→ Problem to solve: From the entries below, copy every line that has the word "earring".

Records drawn from a dataset:
§ §

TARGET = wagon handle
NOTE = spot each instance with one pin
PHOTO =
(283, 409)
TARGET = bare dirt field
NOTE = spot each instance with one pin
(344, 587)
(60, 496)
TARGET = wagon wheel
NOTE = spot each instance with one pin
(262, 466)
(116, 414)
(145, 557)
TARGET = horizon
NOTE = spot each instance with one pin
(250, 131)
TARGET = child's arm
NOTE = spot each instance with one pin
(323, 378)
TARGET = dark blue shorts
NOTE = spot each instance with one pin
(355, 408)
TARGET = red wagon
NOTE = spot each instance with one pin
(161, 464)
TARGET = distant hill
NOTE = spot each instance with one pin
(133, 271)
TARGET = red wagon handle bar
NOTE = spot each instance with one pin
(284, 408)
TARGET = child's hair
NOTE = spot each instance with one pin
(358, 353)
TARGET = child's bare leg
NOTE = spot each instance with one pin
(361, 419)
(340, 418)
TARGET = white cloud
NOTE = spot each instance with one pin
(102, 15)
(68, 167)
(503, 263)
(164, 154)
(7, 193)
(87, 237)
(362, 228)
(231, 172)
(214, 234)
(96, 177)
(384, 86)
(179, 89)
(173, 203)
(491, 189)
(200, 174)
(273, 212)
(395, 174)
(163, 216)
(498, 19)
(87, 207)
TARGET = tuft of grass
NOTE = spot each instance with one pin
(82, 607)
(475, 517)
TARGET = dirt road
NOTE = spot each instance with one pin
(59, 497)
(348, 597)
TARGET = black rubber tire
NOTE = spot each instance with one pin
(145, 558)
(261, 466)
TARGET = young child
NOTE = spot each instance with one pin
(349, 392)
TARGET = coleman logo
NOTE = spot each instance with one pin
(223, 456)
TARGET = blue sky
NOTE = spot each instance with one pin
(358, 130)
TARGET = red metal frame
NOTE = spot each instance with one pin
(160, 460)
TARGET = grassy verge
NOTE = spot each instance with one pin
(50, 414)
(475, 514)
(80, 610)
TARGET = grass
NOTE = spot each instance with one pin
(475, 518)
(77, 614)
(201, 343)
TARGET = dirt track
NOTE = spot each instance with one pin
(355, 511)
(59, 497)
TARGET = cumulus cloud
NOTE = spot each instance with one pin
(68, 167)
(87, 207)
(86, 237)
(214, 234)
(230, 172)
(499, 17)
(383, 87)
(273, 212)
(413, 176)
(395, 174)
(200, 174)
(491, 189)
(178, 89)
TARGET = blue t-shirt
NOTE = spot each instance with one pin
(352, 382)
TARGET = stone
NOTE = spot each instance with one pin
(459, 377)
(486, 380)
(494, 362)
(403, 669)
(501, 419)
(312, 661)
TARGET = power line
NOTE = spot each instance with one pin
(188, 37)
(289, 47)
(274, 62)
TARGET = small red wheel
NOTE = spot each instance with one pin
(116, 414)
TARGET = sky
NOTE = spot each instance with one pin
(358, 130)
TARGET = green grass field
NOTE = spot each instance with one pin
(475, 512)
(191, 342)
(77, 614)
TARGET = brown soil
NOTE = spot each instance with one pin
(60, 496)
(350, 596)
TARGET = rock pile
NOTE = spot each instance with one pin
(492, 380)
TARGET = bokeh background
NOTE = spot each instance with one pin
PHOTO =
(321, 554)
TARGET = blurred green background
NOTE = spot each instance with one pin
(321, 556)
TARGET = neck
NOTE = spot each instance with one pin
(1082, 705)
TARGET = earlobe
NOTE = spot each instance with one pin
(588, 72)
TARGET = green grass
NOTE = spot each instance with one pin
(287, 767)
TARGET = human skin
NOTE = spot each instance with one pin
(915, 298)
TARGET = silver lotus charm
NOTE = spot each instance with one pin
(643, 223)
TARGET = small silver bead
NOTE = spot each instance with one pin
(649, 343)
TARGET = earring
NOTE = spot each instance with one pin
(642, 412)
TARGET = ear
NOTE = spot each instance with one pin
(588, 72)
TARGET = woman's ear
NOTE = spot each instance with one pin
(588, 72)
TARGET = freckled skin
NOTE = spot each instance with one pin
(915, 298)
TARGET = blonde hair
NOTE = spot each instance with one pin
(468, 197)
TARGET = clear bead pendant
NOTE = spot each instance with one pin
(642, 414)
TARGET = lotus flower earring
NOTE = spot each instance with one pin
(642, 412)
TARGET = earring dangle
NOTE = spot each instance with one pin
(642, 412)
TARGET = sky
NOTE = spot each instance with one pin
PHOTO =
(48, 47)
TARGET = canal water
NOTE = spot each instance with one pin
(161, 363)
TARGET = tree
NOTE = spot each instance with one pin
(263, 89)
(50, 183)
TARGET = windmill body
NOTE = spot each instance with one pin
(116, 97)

§ §

→ Result:
TARGET = earring
TARGET = lotus flower earring
TARGET = earring dangle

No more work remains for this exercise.